What you have to do:
Reproduce all of the rows below word for word, and omit the pictures from your copy.

§

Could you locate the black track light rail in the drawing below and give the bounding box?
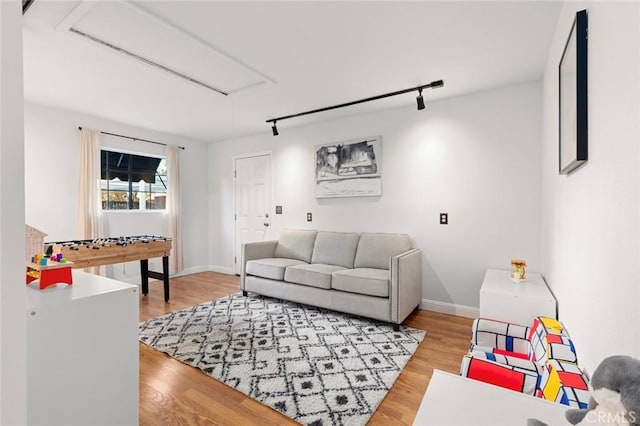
[266,80,444,125]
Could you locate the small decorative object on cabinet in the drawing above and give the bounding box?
[480,269,557,324]
[511,259,527,283]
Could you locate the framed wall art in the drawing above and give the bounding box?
[315,136,382,198]
[558,10,589,174]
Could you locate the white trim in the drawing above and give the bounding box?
[170,265,211,278]
[420,299,480,319]
[207,265,235,275]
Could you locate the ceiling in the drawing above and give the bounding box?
[24,0,561,142]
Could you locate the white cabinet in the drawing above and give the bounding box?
[413,370,569,426]
[480,269,557,325]
[26,270,139,426]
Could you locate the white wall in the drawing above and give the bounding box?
[25,103,208,282]
[0,1,27,425]
[209,82,541,307]
[542,2,640,371]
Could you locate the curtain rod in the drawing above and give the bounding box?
[78,126,184,149]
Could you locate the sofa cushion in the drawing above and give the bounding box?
[274,229,317,262]
[353,233,411,269]
[284,263,345,290]
[331,268,389,297]
[247,257,305,280]
[311,231,360,268]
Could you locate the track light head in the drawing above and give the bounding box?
[416,89,424,111]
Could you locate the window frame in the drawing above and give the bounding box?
[100,147,169,212]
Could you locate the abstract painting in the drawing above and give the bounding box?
[315,136,382,198]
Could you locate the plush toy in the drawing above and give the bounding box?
[527,355,640,426]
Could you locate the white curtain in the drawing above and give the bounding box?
[78,128,102,274]
[166,145,183,274]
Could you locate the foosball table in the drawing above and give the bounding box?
[44,235,171,302]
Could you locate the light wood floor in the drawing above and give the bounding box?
[140,272,472,426]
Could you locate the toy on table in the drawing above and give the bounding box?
[527,355,640,426]
[27,250,73,290]
[511,259,527,283]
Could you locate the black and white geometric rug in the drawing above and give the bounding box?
[139,294,425,426]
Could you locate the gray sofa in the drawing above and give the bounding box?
[240,229,422,330]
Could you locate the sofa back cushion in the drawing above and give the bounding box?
[311,231,360,268]
[274,229,317,263]
[353,232,411,269]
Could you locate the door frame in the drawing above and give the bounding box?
[231,151,275,275]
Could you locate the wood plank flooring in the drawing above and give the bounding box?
[140,272,472,426]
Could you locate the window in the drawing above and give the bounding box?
[100,150,167,210]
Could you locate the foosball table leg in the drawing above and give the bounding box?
[162,256,169,303]
[140,259,149,296]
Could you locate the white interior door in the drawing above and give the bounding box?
[234,154,271,274]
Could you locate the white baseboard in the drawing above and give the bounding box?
[207,265,235,275]
[171,266,211,277]
[420,299,480,318]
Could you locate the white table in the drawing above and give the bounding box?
[23,269,139,426]
[413,370,569,426]
[480,269,557,326]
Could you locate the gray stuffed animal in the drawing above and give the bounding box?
[527,355,640,426]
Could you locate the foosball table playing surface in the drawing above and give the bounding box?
[44,235,171,302]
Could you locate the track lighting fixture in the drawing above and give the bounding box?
[266,80,444,136]
[416,88,424,111]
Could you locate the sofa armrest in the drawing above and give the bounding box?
[389,249,422,324]
[240,240,278,290]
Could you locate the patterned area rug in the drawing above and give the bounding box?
[139,294,425,426]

§

Solution for this exercise:
Could you locate the black track light rail in the drawing below and give the bounding box?
[266,80,444,125]
Could you locate the small decorative object on cabinet in the drawing above and give the bounding box?
[480,269,557,324]
[511,259,527,283]
Could you locate the framed wall art in the drawing above and give the bounding box?
[315,136,382,198]
[558,10,589,174]
Could you locate the white trim in the drawing above and give the bounding box?
[170,265,211,278]
[420,299,480,319]
[207,265,235,275]
Could you locate the ceiling in the drawing above and give the bounding box?
[24,0,561,142]
Could you locate the white cabinet in the drawing above and give the bounding box?
[413,370,569,426]
[480,269,557,325]
[26,270,139,426]
Could you locate the white wall in the drawing above and give the bounding box?
[25,103,208,282]
[0,1,27,425]
[209,82,541,307]
[542,2,640,371]
Could you locate the curtain rod in the drawing above and give the bounding box?
[78,126,184,149]
Could you locate the sofa cushion in the drawing above and give the bounding box?
[274,229,317,262]
[353,233,411,269]
[284,263,345,290]
[331,268,389,297]
[247,257,305,280]
[311,231,360,268]
Could you locate the track light head in the drawing above and give the bounding box?
[416,89,424,111]
Could you locate the window frame in the drawing above and give the bounding box?
[100,147,169,212]
Could you locate the abstract painting in the drawing above and give the bounding box?
[315,136,382,198]
Could you locate the plush toy in the drawing above and give the bounding box?
[527,355,640,426]
Could you locate the white curtain in the drawing above and give the bounding box?
[78,128,102,274]
[166,145,183,274]
Could you locate the foosball table in the drawing above and give the bounding box?
[44,235,171,302]
Could you locate the light wood floor in the drawing above and give the bounding box?
[140,272,472,426]
Could you locate the toy on table in the drawing above and give the bounding box?
[527,355,640,426]
[27,250,73,290]
[511,259,527,283]
Could you locate the black and white geometric rug in the drawing above and give the bounding box?
[139,294,425,426]
Could you locate the gray sofa in the drawing above and give the bounding box?
[240,229,422,330]
Could you locate the sofa back cushion in the drawing above and give the bounding box?
[311,231,360,268]
[274,229,317,263]
[353,232,411,269]
Could you locate the door frame in the drawing above and give the bounding box?
[231,151,275,275]
Could you locate the wood plank flooring in the drawing above and give the bounding box?
[140,272,472,426]
Could you locate the window in the drawing above and give the bounding box?
[100,150,167,210]
Could you locate the foosball table leg in the drawing above and give the bounding box?
[162,256,169,303]
[140,259,149,296]
Could you locate the white interior door in the drawing above and give the bounding box?
[234,154,271,274]
Could you locate the white baseboard in the drawing above and give the bounding box?
[207,265,235,275]
[171,266,211,277]
[420,299,480,318]
Could you locate the white table in the drawing above and give the bounding box?
[23,269,139,426]
[413,370,569,426]
[480,269,557,326]
Could you locate the gray stuffed animal in the drawing above and give the bounding box?
[527,355,640,426]
Could you locate the foosball table playing surface in the drawing above and give the bounding box?
[44,235,171,302]
Could you locate the track lighting fixture in the drawing above and give the bounding box?
[266,80,444,136]
[416,88,424,111]
Could you locate the sofa armrest in the drawing above and give the bounding box?
[389,249,422,324]
[240,240,278,290]
Could you locate the patterned area rug in the drawing above and give the bounding box?
[139,294,425,426]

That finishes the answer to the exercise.